▸ Dataset entries
-- start --
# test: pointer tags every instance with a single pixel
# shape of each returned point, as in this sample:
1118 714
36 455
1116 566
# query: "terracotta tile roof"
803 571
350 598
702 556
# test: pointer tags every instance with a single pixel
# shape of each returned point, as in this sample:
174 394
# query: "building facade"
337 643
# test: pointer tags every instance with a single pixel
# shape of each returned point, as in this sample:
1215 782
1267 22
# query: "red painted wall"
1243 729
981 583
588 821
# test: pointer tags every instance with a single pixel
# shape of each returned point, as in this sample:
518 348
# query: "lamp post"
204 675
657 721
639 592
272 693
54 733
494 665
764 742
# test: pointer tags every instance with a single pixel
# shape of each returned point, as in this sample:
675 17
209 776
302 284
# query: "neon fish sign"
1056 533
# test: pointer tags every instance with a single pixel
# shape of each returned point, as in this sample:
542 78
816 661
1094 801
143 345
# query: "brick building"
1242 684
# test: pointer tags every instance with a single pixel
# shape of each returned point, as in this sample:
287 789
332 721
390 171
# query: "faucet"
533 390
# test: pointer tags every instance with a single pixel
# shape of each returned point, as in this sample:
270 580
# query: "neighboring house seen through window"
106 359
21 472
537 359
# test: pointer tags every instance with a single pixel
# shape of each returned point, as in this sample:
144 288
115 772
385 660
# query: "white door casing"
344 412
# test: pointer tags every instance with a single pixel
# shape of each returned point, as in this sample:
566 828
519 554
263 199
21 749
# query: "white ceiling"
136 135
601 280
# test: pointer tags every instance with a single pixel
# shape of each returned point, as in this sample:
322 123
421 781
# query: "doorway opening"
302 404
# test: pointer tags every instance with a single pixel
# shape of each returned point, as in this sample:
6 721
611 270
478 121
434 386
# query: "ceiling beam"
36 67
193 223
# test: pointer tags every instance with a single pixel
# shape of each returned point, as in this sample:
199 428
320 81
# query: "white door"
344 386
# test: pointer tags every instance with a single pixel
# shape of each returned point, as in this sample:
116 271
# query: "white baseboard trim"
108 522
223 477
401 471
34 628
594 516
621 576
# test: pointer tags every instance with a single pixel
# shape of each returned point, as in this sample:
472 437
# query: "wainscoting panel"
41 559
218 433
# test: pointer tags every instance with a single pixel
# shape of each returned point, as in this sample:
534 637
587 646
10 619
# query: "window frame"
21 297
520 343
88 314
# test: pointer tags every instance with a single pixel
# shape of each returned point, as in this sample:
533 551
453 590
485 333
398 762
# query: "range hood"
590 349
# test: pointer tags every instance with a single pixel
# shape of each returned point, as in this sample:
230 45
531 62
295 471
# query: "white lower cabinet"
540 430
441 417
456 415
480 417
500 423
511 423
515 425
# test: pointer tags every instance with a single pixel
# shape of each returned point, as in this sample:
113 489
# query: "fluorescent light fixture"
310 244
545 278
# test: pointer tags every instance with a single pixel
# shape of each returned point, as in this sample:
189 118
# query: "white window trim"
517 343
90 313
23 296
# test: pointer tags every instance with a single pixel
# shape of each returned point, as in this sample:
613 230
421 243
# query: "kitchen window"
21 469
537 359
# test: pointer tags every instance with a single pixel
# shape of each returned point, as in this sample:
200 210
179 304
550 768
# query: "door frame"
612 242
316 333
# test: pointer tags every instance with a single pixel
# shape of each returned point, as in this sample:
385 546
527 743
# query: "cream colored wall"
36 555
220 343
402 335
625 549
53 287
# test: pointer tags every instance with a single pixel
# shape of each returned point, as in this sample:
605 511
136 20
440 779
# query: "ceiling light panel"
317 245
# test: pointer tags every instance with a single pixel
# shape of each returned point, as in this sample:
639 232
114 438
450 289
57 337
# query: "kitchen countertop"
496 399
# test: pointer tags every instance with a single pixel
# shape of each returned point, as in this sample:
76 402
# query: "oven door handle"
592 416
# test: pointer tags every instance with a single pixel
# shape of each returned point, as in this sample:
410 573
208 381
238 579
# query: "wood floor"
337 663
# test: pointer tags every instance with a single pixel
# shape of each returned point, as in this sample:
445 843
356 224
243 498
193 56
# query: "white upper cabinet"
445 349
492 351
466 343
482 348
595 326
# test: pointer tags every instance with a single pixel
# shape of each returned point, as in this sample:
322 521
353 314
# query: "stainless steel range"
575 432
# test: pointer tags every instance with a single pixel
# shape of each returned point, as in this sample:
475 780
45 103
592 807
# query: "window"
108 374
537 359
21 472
-- end --
▸ Task to carry out
Which lines in the records contain the word "wall"? Show each of those lines.

▸ Complete response
# query: "red painted wall"
# query: "cream colored wall"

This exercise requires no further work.